> _What the task requires_
Reproduce the lines below unchanged, from the line containing "instance of white" through the line containing "0 191 600 292", inclusive.

——

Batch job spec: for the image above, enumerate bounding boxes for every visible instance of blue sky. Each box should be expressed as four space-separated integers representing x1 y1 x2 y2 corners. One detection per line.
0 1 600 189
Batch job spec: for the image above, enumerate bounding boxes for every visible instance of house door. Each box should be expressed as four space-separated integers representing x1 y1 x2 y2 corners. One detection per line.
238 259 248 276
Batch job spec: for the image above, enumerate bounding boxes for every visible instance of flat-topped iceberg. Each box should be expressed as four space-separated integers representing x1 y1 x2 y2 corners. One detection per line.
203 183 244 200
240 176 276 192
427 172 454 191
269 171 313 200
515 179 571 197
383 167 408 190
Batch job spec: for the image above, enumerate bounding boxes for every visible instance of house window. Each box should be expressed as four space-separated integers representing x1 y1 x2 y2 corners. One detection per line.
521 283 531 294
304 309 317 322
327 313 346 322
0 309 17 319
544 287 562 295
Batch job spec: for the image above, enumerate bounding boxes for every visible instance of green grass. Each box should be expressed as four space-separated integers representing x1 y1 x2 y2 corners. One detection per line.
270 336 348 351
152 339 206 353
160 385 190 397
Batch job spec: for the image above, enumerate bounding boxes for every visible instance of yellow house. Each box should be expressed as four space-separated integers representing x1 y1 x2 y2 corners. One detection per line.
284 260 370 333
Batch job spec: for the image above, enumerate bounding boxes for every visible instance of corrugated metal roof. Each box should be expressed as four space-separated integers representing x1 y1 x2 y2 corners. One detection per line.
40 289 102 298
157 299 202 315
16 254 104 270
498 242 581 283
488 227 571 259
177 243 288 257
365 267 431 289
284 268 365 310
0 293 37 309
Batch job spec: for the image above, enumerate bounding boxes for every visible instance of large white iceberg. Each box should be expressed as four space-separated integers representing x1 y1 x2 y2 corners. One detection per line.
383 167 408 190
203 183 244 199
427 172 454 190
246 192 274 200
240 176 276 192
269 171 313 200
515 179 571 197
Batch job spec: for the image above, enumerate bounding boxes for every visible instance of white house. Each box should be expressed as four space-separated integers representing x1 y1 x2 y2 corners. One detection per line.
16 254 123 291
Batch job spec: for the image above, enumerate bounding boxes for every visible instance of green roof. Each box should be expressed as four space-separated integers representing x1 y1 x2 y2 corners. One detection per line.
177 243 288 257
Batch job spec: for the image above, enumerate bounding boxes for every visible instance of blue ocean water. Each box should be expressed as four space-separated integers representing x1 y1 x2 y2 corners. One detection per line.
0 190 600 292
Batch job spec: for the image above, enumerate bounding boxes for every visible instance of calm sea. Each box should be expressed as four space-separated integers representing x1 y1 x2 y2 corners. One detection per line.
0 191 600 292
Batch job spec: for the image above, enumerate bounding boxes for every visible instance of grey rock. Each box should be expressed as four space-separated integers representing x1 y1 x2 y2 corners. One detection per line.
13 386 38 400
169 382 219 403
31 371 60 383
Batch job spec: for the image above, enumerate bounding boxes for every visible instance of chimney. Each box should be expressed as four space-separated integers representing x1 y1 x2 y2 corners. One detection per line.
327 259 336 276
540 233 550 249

——

> _Full response_
Batch job spec: for the image above, enumerate bounding boxes for every visible instance of white house. Each box should be expressed as four space-separated integers representing x1 y1 x2 y2 corners. One detection per line.
16 254 123 291
Batch job spec: for the image above, enumerate bounding boxes for every visible instance of green roof. Each box should be expressed as four space-separated integers representing x1 y1 x2 y2 corners. One detection per line.
177 243 288 257
Batch job spec: for the image above, enumerate bounding boxes for every visible instance of blue ocean water. Each box should be expressed as four space-separated integers representing x1 y1 x2 y2 corners. One detection per line.
0 190 600 292
Batch job spec: for the image above, enumerate bounding boxes for every visible instance of calm sea. Each box should be expressed as four space-separated integers representing x1 y1 x2 y2 corners. One detection per line.
0 191 600 292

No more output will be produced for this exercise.